- _Что сделать_
1. Чему, согласно тексту о Гурвиче и Гуссерле, Гурвич решил посвятить свою жизнь?
2. Выведите из текста о Гурвиче и Гуссерле без изменений отрывок от «Гурвич был настолько» до «логика теоретической ситуации.» включительно.

- _Показанный текст_
══════════

Гурвич был настолько впечатлён «бескомпромиссной честностью и радикальной философской ответственностью» Гуссерля (Gurwitsch. 2009. Vol. 2. P. xv) и его «кропотливой аналитической работой над конкретными проблемами» (Gurwitsch. 2009. Vol. 2. P. xv), что решил посвятить свою жизнь продолжению дела Гуссерля, будучи, однако, всегда готовым отойти от гуссерлевских теорий, если того требовала сущность проблемы или логика теоретической ситуации.

══════════

[Записи для определения местоположения]

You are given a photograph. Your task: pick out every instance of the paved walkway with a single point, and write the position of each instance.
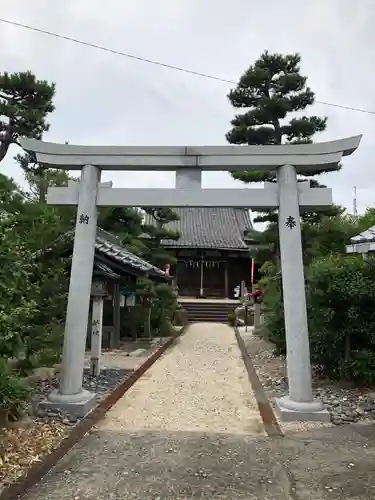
(184, 430)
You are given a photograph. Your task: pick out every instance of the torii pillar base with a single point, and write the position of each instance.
(293, 411)
(78, 405)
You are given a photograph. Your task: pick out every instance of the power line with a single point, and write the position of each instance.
(157, 63)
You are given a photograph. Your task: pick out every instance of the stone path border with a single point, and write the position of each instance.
(18, 490)
(270, 422)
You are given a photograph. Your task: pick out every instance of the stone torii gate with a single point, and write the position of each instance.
(287, 195)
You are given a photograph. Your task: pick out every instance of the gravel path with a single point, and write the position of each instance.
(188, 428)
(200, 385)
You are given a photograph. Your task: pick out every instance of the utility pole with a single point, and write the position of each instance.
(355, 210)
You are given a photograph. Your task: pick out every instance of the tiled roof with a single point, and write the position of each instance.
(216, 228)
(366, 236)
(111, 247)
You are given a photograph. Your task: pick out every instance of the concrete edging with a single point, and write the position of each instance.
(19, 489)
(271, 425)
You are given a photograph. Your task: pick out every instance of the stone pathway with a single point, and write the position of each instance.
(188, 429)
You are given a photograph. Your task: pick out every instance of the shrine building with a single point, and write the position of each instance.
(213, 252)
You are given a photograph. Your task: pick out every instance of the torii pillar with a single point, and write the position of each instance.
(287, 195)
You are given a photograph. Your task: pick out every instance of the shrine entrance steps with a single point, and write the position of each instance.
(208, 310)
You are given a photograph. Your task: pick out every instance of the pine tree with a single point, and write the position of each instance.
(273, 91)
(25, 103)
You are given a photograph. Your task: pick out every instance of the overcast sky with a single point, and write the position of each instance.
(104, 98)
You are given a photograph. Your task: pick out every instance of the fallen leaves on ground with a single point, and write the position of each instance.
(21, 448)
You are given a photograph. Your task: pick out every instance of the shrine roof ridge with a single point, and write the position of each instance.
(225, 157)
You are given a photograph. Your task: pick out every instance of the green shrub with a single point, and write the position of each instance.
(340, 295)
(14, 394)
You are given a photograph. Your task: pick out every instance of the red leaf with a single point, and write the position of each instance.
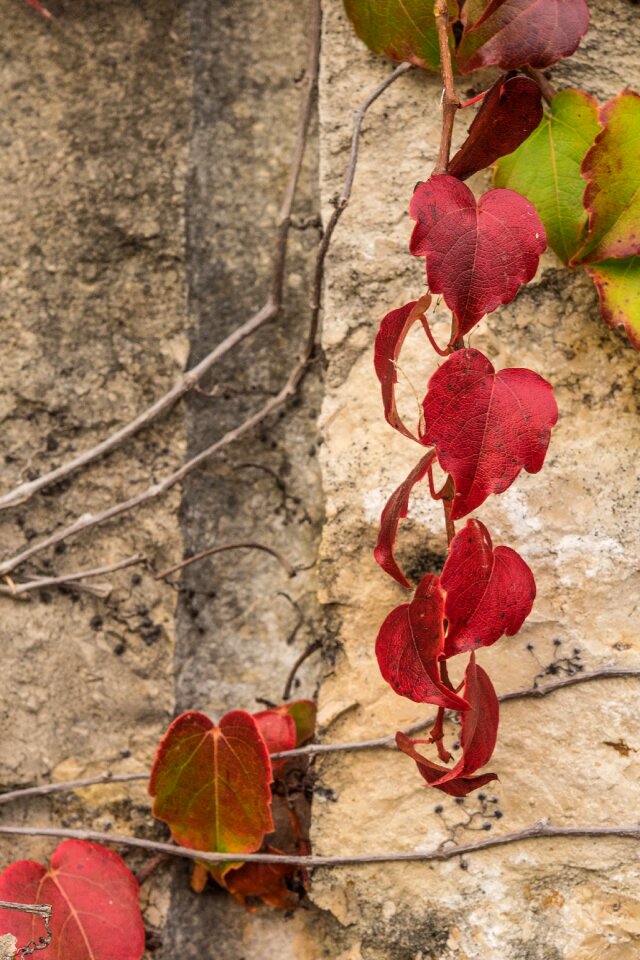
(211, 784)
(391, 335)
(486, 426)
(478, 255)
(396, 508)
(265, 881)
(94, 897)
(516, 33)
(477, 739)
(42, 10)
(277, 728)
(510, 111)
(286, 727)
(409, 644)
(488, 592)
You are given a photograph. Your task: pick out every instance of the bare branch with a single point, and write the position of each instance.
(88, 521)
(386, 743)
(210, 551)
(269, 311)
(537, 831)
(18, 590)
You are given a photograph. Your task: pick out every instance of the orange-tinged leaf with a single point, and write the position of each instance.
(395, 510)
(612, 172)
(266, 881)
(210, 784)
(94, 900)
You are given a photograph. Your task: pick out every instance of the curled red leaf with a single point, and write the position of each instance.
(395, 510)
(409, 644)
(486, 426)
(489, 592)
(478, 254)
(94, 898)
(511, 110)
(392, 333)
(477, 739)
(514, 33)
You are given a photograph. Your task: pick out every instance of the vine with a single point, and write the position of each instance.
(234, 794)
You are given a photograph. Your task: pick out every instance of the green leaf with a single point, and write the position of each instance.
(546, 169)
(400, 29)
(612, 171)
(211, 784)
(618, 284)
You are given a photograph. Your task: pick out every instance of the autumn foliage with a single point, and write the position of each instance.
(566, 175)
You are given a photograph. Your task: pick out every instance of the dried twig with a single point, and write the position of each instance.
(387, 742)
(19, 590)
(269, 311)
(537, 831)
(88, 521)
(210, 551)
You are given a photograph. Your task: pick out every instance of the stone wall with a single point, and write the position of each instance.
(145, 148)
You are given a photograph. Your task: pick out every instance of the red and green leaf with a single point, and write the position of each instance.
(94, 899)
(210, 784)
(486, 426)
(286, 727)
(489, 592)
(510, 111)
(478, 739)
(517, 33)
(399, 29)
(546, 169)
(391, 335)
(618, 285)
(395, 510)
(409, 644)
(478, 254)
(612, 172)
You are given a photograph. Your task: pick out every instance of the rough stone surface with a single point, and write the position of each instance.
(573, 757)
(93, 299)
(145, 150)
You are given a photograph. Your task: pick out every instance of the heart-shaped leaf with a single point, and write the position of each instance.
(392, 333)
(409, 644)
(486, 426)
(94, 899)
(400, 29)
(618, 284)
(210, 784)
(514, 33)
(510, 111)
(488, 592)
(396, 508)
(612, 171)
(478, 254)
(477, 739)
(546, 169)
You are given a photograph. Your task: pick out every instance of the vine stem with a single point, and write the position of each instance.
(314, 749)
(450, 101)
(211, 551)
(537, 831)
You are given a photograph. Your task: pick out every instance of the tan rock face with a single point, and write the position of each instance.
(571, 758)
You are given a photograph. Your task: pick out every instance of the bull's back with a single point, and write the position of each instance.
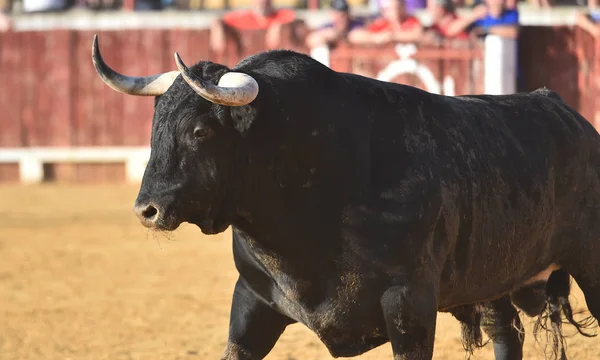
(524, 180)
(508, 169)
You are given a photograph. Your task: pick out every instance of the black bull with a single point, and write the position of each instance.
(360, 208)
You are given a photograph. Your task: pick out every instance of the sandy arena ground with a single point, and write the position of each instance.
(80, 278)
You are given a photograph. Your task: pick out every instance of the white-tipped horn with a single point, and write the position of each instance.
(142, 86)
(234, 88)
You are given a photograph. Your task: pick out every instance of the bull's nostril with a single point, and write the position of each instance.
(149, 212)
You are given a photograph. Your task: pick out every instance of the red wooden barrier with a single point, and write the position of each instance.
(50, 94)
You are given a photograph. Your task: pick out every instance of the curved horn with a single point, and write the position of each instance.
(234, 88)
(143, 86)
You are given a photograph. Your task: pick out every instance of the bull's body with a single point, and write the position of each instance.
(360, 208)
(478, 193)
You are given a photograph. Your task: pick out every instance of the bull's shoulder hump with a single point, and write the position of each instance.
(549, 93)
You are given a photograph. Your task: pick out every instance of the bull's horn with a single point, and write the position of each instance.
(143, 86)
(234, 89)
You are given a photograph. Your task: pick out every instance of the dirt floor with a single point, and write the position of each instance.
(80, 278)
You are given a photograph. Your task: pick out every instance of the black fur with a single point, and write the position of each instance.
(360, 208)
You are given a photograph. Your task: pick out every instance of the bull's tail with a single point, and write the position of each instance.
(558, 289)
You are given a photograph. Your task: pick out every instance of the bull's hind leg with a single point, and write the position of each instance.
(410, 313)
(502, 324)
(587, 276)
(499, 320)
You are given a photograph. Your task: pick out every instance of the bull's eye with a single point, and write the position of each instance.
(201, 132)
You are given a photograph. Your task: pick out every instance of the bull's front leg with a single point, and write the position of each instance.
(410, 313)
(253, 326)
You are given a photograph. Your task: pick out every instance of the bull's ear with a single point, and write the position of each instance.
(243, 117)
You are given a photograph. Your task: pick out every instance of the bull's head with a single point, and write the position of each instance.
(198, 122)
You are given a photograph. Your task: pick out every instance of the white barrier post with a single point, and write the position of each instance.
(321, 54)
(31, 169)
(500, 65)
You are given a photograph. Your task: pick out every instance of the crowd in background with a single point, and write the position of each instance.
(394, 20)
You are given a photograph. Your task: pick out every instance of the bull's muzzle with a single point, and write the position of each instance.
(148, 214)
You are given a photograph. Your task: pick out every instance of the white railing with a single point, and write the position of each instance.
(31, 160)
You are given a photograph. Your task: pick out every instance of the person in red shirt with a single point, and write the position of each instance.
(443, 15)
(263, 16)
(395, 25)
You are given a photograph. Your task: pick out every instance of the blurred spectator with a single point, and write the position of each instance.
(411, 5)
(492, 17)
(337, 29)
(538, 3)
(105, 4)
(590, 21)
(443, 16)
(395, 25)
(42, 6)
(263, 16)
(5, 22)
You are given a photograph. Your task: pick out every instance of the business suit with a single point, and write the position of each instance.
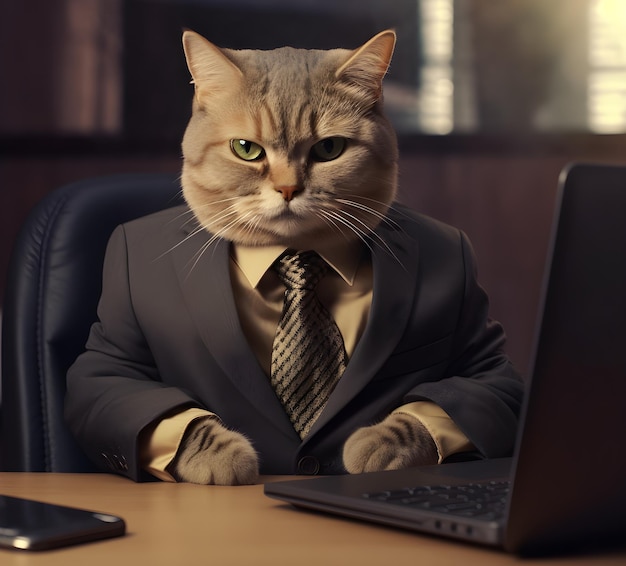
(169, 338)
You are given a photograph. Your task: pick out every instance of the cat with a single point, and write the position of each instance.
(290, 147)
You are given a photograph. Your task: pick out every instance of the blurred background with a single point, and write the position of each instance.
(490, 98)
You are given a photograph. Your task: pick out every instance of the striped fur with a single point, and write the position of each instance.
(212, 454)
(399, 441)
(287, 102)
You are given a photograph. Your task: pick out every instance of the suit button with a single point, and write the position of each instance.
(308, 465)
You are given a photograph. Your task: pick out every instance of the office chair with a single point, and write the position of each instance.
(53, 287)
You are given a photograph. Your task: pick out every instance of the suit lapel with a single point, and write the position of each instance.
(207, 292)
(395, 264)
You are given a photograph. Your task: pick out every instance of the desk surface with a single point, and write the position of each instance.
(170, 524)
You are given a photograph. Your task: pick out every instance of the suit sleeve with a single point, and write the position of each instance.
(113, 389)
(481, 390)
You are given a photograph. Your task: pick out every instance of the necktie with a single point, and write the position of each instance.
(308, 356)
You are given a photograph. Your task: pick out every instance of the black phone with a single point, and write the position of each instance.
(34, 525)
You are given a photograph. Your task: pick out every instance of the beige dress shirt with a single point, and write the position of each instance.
(346, 291)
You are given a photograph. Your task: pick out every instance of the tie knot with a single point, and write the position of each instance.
(301, 270)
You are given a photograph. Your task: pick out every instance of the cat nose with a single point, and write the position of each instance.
(288, 191)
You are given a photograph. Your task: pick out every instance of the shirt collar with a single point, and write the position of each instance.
(254, 261)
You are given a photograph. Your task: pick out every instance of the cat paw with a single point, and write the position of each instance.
(399, 441)
(211, 454)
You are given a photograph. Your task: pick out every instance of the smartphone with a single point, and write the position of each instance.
(33, 525)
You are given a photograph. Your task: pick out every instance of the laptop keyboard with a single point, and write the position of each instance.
(481, 500)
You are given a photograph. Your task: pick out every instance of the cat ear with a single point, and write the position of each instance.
(368, 64)
(212, 72)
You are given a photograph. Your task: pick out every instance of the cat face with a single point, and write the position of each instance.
(289, 146)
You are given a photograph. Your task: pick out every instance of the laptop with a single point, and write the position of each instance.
(565, 486)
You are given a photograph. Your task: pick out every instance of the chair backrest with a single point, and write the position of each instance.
(53, 287)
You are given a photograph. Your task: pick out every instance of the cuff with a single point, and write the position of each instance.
(160, 446)
(447, 436)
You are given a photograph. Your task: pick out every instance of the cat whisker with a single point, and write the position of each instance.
(218, 236)
(382, 217)
(368, 236)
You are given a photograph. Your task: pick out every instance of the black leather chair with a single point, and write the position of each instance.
(53, 286)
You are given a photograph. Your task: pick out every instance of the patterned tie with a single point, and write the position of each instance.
(308, 355)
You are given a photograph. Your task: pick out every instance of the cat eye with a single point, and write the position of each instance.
(328, 148)
(247, 150)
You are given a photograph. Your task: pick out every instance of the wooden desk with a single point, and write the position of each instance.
(174, 524)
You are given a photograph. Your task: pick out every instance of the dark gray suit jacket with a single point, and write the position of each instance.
(168, 337)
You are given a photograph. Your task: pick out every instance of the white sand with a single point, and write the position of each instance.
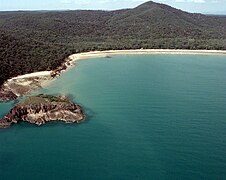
(94, 54)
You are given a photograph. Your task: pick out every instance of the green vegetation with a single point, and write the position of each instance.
(36, 41)
(42, 99)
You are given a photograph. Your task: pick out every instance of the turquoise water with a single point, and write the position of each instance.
(148, 117)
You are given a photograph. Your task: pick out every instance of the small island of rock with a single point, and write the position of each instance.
(43, 108)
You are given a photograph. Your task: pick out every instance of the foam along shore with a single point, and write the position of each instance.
(24, 84)
(95, 54)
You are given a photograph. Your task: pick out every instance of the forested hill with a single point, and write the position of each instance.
(41, 40)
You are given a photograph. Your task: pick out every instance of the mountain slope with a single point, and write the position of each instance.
(40, 40)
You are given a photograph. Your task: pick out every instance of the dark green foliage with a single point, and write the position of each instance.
(36, 41)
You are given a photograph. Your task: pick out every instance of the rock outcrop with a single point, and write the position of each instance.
(43, 108)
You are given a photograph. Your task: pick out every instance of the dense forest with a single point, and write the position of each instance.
(41, 40)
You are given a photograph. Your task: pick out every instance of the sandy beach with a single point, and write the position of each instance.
(24, 84)
(95, 54)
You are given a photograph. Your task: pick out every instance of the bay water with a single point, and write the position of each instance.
(147, 117)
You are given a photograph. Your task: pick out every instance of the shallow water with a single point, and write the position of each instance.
(148, 117)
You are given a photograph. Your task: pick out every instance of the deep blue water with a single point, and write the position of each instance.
(148, 117)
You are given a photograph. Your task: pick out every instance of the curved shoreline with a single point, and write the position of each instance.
(24, 84)
(95, 54)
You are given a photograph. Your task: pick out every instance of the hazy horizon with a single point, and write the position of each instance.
(193, 6)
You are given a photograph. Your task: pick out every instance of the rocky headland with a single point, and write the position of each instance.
(43, 108)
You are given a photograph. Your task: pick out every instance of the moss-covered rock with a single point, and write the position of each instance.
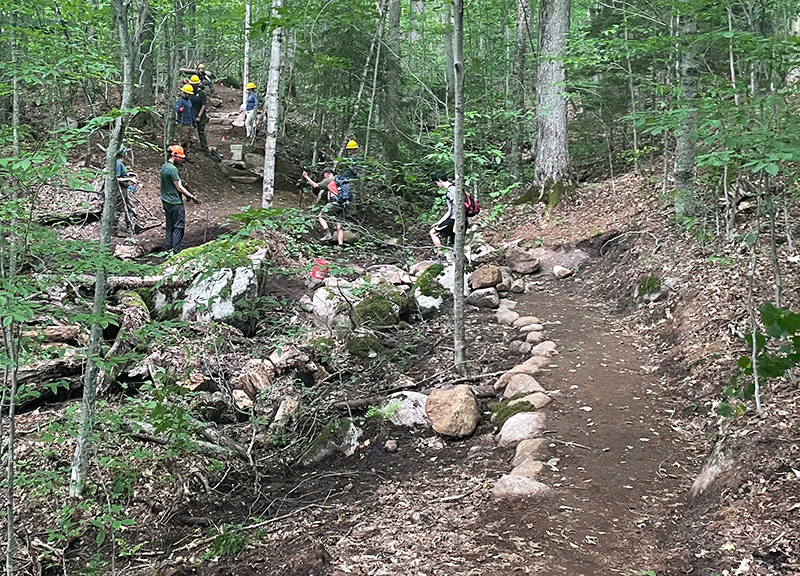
(504, 410)
(363, 343)
(378, 309)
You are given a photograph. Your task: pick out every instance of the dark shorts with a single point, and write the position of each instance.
(333, 213)
(445, 229)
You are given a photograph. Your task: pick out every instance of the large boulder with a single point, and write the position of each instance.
(487, 276)
(522, 426)
(453, 412)
(484, 298)
(521, 261)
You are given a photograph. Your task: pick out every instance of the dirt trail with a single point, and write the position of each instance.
(619, 475)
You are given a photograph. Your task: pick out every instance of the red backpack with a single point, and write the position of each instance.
(471, 205)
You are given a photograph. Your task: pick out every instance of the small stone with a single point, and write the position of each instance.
(534, 337)
(509, 486)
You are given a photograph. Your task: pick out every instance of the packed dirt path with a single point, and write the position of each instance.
(620, 478)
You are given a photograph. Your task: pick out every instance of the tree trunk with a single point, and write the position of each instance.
(146, 72)
(518, 89)
(458, 157)
(552, 174)
(449, 68)
(270, 144)
(390, 109)
(687, 130)
(80, 462)
(246, 65)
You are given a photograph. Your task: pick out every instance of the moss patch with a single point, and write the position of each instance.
(504, 410)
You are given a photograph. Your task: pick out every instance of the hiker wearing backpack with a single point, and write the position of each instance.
(443, 231)
(333, 212)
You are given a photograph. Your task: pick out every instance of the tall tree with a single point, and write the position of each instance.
(458, 156)
(270, 144)
(552, 174)
(689, 66)
(80, 461)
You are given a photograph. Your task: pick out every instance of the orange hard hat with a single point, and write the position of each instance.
(177, 150)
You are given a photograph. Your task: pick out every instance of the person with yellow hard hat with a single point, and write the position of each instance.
(199, 102)
(250, 107)
(184, 116)
(205, 76)
(172, 193)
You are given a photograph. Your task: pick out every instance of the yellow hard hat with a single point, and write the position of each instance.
(177, 150)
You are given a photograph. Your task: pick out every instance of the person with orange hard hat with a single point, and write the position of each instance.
(251, 106)
(172, 193)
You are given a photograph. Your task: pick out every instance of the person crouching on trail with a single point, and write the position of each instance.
(442, 230)
(333, 212)
(184, 117)
(172, 193)
(251, 106)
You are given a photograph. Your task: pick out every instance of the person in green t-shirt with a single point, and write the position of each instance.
(172, 193)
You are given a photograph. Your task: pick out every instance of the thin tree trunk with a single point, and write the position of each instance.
(376, 39)
(393, 64)
(246, 66)
(83, 441)
(518, 90)
(270, 144)
(687, 131)
(458, 157)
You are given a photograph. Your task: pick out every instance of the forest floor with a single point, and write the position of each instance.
(631, 425)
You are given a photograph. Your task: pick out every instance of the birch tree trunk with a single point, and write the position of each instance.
(270, 145)
(458, 157)
(552, 174)
(687, 130)
(392, 81)
(83, 441)
(518, 88)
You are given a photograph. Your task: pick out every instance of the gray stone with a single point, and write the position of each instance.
(532, 449)
(506, 316)
(546, 348)
(534, 337)
(522, 426)
(407, 409)
(561, 272)
(340, 435)
(521, 384)
(526, 321)
(484, 298)
(519, 347)
(509, 486)
(537, 399)
(453, 412)
(521, 261)
(487, 276)
(528, 469)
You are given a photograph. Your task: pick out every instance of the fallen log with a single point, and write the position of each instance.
(133, 316)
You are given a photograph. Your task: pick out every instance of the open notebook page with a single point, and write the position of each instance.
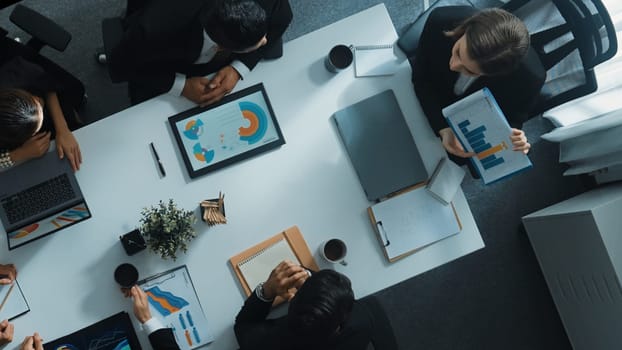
(257, 268)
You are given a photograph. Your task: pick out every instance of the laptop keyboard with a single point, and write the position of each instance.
(38, 199)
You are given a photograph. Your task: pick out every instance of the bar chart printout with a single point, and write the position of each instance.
(481, 127)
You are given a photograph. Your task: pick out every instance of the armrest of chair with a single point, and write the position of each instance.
(44, 31)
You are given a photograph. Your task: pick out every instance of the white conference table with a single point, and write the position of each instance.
(67, 277)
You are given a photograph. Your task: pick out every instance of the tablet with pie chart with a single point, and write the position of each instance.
(239, 126)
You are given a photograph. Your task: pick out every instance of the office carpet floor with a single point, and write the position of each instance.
(495, 298)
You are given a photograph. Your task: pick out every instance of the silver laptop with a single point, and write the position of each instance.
(380, 145)
(39, 197)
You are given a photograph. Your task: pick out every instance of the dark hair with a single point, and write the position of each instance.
(321, 306)
(18, 117)
(235, 24)
(496, 39)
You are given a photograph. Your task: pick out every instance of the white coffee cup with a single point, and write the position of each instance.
(334, 251)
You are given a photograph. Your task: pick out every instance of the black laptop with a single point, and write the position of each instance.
(380, 145)
(40, 197)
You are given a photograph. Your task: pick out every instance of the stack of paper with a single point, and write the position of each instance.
(411, 221)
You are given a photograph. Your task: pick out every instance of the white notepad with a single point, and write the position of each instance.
(375, 60)
(413, 220)
(257, 268)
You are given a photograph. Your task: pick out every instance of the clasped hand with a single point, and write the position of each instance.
(453, 146)
(285, 280)
(205, 91)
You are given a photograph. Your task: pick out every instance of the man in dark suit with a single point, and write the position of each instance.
(462, 50)
(169, 46)
(322, 313)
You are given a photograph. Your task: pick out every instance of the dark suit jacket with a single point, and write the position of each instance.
(254, 331)
(516, 93)
(163, 339)
(165, 37)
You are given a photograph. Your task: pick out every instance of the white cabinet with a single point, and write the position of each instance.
(578, 243)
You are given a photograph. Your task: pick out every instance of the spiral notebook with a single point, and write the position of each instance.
(254, 265)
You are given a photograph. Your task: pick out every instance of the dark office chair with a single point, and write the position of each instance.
(382, 337)
(581, 37)
(43, 31)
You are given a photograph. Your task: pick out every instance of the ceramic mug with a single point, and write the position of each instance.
(334, 251)
(126, 275)
(339, 58)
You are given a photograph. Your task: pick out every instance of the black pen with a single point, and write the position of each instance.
(160, 165)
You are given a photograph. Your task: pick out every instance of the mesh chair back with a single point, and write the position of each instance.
(570, 37)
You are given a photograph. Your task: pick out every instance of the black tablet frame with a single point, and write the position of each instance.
(173, 120)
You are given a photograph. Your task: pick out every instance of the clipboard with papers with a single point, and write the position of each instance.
(412, 220)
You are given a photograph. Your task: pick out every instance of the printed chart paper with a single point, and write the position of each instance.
(481, 127)
(173, 299)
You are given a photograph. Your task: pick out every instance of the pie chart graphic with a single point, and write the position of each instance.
(193, 129)
(202, 154)
(258, 122)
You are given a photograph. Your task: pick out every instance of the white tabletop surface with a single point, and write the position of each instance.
(67, 277)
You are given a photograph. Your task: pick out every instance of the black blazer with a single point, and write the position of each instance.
(163, 339)
(254, 331)
(516, 93)
(165, 37)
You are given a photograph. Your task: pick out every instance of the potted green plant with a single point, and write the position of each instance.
(167, 229)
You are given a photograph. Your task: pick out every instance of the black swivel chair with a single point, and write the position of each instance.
(582, 37)
(43, 32)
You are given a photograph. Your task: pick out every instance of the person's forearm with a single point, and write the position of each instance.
(56, 113)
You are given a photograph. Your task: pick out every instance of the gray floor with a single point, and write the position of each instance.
(495, 298)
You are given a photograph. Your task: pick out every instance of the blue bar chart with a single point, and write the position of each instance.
(486, 152)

══════════

- _Ответы_
1. Продолжению дела Гуссерля.

2.
Гурвич был настолько впечатлён «бескомпромиссной честностью и радикальной философской ответственностью» Гуссерля (Gurwitsch. 2009. Vol. 2. P. xv) и его «кропотливой аналитической работой над конкретными проблемами» (Gurwitsch. 2009. Vol. 2. P. xv), что решил посвятить свою жизнь продолжению дела Гуссерля, будучи, однако, всегда готовым отойти от гуссерлевских теорий, если того требовала сущность проблемы или логика теоретической ситуации.